= Problem statement =
Can you give all the records again without altering a single character?

Entries taken from a collection:
━━━━━━━━━━━━━━━━━━━━
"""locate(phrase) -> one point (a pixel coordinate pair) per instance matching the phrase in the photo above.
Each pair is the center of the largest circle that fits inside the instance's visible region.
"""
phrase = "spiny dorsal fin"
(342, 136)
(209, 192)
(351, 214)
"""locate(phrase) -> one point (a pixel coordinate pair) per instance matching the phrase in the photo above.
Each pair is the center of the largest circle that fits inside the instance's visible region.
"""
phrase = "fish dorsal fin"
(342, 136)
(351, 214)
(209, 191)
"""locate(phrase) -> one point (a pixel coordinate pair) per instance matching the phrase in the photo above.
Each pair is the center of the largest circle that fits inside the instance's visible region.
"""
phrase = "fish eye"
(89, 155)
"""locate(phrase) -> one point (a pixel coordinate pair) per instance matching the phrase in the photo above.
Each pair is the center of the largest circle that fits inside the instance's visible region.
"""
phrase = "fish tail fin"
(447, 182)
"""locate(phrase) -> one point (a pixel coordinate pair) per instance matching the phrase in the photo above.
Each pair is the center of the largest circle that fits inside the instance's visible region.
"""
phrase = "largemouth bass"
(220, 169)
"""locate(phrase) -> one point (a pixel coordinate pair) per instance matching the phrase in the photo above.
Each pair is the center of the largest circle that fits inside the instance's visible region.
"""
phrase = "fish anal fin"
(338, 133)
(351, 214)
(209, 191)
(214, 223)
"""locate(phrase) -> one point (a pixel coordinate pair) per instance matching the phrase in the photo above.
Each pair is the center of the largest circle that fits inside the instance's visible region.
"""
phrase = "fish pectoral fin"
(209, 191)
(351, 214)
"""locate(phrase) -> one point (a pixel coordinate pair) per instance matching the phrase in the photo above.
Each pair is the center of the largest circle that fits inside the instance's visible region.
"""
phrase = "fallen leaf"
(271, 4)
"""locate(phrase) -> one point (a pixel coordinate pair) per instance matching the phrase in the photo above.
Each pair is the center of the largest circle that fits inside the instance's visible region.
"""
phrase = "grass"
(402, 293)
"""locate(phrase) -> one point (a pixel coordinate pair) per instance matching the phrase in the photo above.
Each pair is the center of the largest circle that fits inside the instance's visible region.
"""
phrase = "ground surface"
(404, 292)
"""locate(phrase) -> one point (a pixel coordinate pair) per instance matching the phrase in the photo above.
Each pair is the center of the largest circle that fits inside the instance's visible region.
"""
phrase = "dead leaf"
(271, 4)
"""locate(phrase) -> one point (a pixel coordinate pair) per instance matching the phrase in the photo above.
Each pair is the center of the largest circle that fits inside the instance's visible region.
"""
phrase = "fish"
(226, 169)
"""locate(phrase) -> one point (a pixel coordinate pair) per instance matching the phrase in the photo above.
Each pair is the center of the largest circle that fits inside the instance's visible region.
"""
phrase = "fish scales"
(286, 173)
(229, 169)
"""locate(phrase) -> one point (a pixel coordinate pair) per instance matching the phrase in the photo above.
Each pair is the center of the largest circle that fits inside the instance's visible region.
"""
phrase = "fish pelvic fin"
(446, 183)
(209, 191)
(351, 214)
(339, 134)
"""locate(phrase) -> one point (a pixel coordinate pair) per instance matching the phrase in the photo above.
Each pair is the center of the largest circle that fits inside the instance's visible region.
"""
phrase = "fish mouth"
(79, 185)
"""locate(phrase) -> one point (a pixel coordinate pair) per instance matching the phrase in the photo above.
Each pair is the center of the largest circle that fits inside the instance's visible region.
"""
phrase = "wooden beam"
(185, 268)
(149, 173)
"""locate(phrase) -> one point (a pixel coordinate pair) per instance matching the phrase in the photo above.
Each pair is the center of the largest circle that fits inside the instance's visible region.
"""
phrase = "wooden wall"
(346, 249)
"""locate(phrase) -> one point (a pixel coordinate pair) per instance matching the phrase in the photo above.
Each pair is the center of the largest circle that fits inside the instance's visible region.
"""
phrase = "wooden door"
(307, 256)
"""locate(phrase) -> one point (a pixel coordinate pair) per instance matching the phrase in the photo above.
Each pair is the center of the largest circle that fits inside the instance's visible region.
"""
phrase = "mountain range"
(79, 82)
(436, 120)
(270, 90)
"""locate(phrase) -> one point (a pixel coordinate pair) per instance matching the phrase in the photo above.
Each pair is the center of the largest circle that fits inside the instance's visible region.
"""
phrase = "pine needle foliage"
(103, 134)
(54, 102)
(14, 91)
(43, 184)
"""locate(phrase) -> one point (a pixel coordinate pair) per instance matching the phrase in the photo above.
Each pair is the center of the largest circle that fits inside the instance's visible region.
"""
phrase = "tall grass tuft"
━━━━━━━━━━━━━━━━━━━━
= Final result =
"""locate(phrase) -> one point (a pixel coordinate pair) per instance matching the phrase in the photo above.
Each pair is the center of the largest circle that fits inside the instance's visible region.
"""
phrase = "spiny dorsal fin"
(342, 136)
(209, 192)
(351, 214)
"""locate(phrase) -> one point (a pixel coordinate pair) per instance matching the phrase in the photo above.
Each pair is the center of the largest circle that fits inside the instance's visible region.
"""
phrase = "fish dorsal fin"
(342, 136)
(351, 214)
(209, 191)
"""locate(phrase) -> one point (a pixel coordinate pair) per instance matching the phrase in the photo above.
Each pair is the center of the largest circle that fits inside the instance's visible region.
"""
phrase = "fish eye"
(89, 155)
"""locate(phrase) -> one point (a pixel coordinate pair) per instance matching the phrase in the photo above.
Each pair is the center of the largest circle that fits inside the instance's visible region.
"""
phrase = "fish tail fin"
(447, 182)
"""locate(phrase) -> one point (a pixel coordinate pair) per instance matching the phrase in the photo above.
Each pair is the center of the largest circle that fits inside the instance's visible region.
"""
phrase = "largemouth bass"
(220, 169)
"""locate(phrase) -> one point (a pixel coordinate pair) per instance matching the phrase in the photo above.
Each pair is the center of the largest circle that fits inside the instance's visible region.
"""
phrase = "fish anal fin"
(338, 133)
(351, 214)
(209, 191)
(214, 223)
"""locate(phrase) -> one point (a pixel coordinate pair) per instance matching the phrase in the photo above.
Each pair is the center of the largest circle that fits inside the instance's visible region.
"""
phrase = "fish pectoral fin"
(209, 191)
(351, 214)
"""locate(phrase) -> one point (a pixel coordinate pair) per instance matching the phrase in the photo above.
Each pair is the center of the largest circle that fits inside the instance's visible region.
"""
phrase = "fallen leaf"
(271, 4)
"""locate(phrase) -> one point (a pixel coordinate pair) per instance matching the phrase in the photo above.
Each pair is the center of the largest circle that fits inside the instance's visible region.
"""
phrase = "grass"
(402, 293)
"""locate(phrase) -> one point (a pixel coordinate pair) per instance matching the phrase in the photo above.
Each pair is the center of the largest circle that fits inside the instance's visible region.
"""
phrase = "ground surface"
(404, 292)
"""locate(phrase) -> one point (a pixel coordinate pair) per instance matching the phrase in the photo above.
Each pair is the center of the largest circle that fits inside the instance's visible region.
"""
phrase = "dead leaf"
(271, 4)
"""locate(phrase) -> one point (a pixel coordinate pair) per instance matching the phrase in the photo above.
Each pair is the center of the largest circle that fits inside the instance's visible region.
"""
phrase = "fish"
(226, 169)
"""locate(phrase) -> one point (a pixel coordinate pair) per instance matching the phrase in the photo above.
Each pair is the center of the largest circle that fits inside the instance's visible region.
"""
phrase = "fish scales"
(286, 173)
(229, 169)
"""locate(phrase) -> one point (a pixel coordinate pair) per instance matching the phrase in the photo above.
Each pair is the center of the largest circle that fits inside the instance's visible region.
"""
phrase = "fish pelvic fin"
(446, 183)
(209, 191)
(351, 214)
(339, 134)
"""locate(phrase) -> one point (a pixel coordinate pair) per instance matching the phrase in the photo above.
Each pair is the center of the largest circle that fits inside the instance's visible region.
"""
phrase = "fish mouth"
(79, 185)
"""locate(phrase) -> one point (a pixel coordinate pair) per instance matching the phrase in the photo above.
Each pair is the center of the largest circle that fits inside the instance's visible region.
"""
phrase = "wooden beam"
(185, 268)
(149, 173)
"""locate(phrase) -> one point (a pixel coordinate pair) per instance matching the phrase in the photo above.
Each pair is the center of the largest circle that fits inside the instance's visible region.
"""
phrase = "wooden wall"
(346, 249)
"""locate(phrase) -> one point (a pixel coordinate pair) per instance matching the phrase in the photo above.
Each pair is the center of the largest circle that fits inside the instance's visible region.
"""
phrase = "wooden door"
(307, 256)
"""locate(phrase) -> one point (a pixel coordinate pair) per instance matching the phrase in the photo above.
Each pair is the center of the largest circle that fits inside the instance's visible region.
"""
phrase = "mountain range"
(79, 82)
(436, 120)
(270, 90)
"""locate(phrase) -> one point (a pixel coordinate pair) per instance matching the phrase in the photo above.
Each pair is the center of the largest circle that fits inside the instance's visible region.
"""
phrase = "pine needle foliage"
(103, 134)
(54, 102)
(14, 91)
(43, 184)
"""locate(phrase) -> one point (a pixel coordinate pair) per instance matching the phrase in the photo above.
Each pair is the center of the largest circle that fits inside the instance's visible region.
"""
phrase = "tall grass tuft"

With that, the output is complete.